(Beginning of DATA TO EXAMINE)
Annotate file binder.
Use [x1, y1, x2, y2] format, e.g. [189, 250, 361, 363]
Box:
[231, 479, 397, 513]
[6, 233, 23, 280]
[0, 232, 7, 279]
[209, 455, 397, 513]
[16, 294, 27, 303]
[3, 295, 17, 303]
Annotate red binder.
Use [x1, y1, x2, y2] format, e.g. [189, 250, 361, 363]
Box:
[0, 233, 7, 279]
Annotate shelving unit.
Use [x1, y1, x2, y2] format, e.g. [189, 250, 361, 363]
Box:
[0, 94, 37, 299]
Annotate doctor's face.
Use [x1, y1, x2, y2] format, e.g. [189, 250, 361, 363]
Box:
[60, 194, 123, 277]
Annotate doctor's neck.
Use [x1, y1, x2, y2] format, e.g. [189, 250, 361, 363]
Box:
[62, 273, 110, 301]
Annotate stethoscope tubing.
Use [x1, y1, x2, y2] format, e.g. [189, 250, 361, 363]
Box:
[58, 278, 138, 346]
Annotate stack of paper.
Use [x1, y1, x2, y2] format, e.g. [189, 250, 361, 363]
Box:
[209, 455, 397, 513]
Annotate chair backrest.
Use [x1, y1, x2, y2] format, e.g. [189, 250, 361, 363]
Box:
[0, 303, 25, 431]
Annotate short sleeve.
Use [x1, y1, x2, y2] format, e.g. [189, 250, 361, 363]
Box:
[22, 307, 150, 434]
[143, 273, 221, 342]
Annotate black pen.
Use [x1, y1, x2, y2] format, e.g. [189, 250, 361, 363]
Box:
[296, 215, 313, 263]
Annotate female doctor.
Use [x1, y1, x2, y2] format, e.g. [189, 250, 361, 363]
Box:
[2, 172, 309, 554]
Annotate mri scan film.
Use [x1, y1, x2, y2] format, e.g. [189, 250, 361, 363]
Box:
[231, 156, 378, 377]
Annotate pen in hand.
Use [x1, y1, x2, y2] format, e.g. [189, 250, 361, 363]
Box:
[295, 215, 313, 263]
(End of DATA TO EXAMINE)
WHAT TO DO:
In your answer, repeat each of the records exactly.

SOLUTION TO THE PROBLEM:
Annotate file binder.
Use [x1, y1, x2, y2] format, e.g. [189, 250, 361, 363]
Box:
[231, 479, 397, 513]
[6, 233, 23, 280]
[0, 232, 7, 279]
[209, 455, 397, 513]
[16, 294, 27, 303]
[3, 295, 17, 303]
Annotate red binder.
Use [x1, y1, x2, y2] format, e.g. [189, 250, 361, 363]
Box:
[0, 233, 7, 279]
Annotate shelving unit.
Use [x1, y1, x2, y2] format, e.g. [189, 250, 361, 363]
Box:
[0, 94, 37, 299]
Annotate doctor's face.
Use [x1, y1, x2, y2] format, e.g. [189, 250, 361, 363]
Box:
[60, 194, 123, 277]
Annotate doctor's neck.
Use [x1, y1, x2, y2] format, e.g. [189, 250, 361, 363]
Box:
[62, 273, 110, 301]
Annotate stethoscope tubing.
Use [x1, y1, x2, y2] format, e.g. [189, 250, 361, 363]
Box:
[58, 278, 138, 346]
Annotate stack of paper.
Use [x1, y1, x2, y2] format, e.g. [189, 250, 361, 363]
Box:
[209, 455, 397, 513]
Annotate chair backrest.
Use [x1, y1, x2, y2] format, e.g. [189, 250, 361, 363]
Box:
[0, 303, 25, 431]
Annotate short sleeve.
Use [x1, y1, x2, y2] format, e.g. [189, 250, 361, 363]
Box:
[22, 307, 150, 434]
[143, 273, 221, 342]
Annotate black pen.
Use [x1, y1, x2, y2] format, e.g. [189, 250, 361, 363]
Box:
[296, 215, 313, 263]
Annotate female doctor.
Use [x1, y1, x2, y2] format, e.g. [189, 250, 361, 363]
Box:
[2, 172, 309, 554]
Annotate mri scan film.
Use [x1, y1, x2, y2] format, e.g. [189, 250, 361, 363]
Box:
[231, 156, 378, 377]
Annotate pen in hand.
Use [x1, y1, x2, y2] format, e.g. [189, 250, 361, 363]
Box:
[295, 215, 313, 263]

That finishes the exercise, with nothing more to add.